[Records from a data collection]
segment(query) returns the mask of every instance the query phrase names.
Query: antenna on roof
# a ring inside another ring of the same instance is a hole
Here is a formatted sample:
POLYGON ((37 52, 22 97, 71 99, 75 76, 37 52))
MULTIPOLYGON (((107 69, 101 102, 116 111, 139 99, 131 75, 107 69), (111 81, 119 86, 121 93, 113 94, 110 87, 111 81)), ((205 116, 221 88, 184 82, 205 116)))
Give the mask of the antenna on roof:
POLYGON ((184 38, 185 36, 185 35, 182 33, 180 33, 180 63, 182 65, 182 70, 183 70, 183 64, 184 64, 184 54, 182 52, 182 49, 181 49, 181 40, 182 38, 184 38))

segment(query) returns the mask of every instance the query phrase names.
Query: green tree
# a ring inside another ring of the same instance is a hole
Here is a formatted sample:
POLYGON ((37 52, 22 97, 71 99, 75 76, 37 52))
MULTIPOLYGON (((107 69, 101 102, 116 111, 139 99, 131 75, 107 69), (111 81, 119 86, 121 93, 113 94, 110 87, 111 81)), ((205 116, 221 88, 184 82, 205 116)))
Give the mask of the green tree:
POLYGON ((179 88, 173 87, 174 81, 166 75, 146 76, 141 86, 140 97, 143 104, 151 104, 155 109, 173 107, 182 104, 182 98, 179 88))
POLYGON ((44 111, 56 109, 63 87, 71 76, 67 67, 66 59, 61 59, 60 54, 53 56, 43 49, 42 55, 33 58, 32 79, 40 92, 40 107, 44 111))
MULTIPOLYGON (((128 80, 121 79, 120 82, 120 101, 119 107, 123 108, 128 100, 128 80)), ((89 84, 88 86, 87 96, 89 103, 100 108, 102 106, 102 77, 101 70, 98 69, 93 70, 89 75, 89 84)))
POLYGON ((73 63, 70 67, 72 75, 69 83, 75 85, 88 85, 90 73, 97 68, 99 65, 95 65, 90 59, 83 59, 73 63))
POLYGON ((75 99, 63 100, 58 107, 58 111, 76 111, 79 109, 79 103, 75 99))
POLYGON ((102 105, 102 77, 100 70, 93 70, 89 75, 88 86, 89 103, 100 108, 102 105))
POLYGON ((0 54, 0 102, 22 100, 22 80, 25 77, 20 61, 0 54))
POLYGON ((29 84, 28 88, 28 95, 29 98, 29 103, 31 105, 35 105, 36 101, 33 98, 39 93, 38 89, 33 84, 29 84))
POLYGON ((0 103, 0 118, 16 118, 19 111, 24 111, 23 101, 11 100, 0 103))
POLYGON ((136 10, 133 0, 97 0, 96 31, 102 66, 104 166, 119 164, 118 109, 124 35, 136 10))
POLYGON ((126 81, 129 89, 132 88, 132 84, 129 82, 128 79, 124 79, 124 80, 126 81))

STATED TASK: Reproduce the stretch of the listing from its start through the line containing "POLYGON ((184 38, 185", requests included. Multiply every polygon coordinate in the answers by 0.5 and round to whole numbers, with halves rounded up; leave the requests and their format samples unchanged.

PROBLEM SOLUTION:
segment(query) returns the mask of every instance the query phrase names.
Query: antenna on roof
# a ring inside another ring of the same instance is a hole
Here is a formatted sample:
POLYGON ((37 52, 22 97, 71 99, 75 76, 37 52))
MULTIPOLYGON (((107 69, 101 102, 116 111, 139 99, 131 75, 107 69), (111 81, 119 86, 121 93, 113 94, 110 87, 111 81)), ((205 116, 221 88, 184 82, 205 116)))
Give the mask of the antenna on roof:
POLYGON ((92 19, 93 18, 93 18, 91 17, 90 17, 90 32, 91 33, 91 35, 92 35, 92 32, 92 32, 92 27, 91 26, 91 25, 91 25, 91 20, 91 19, 92 19))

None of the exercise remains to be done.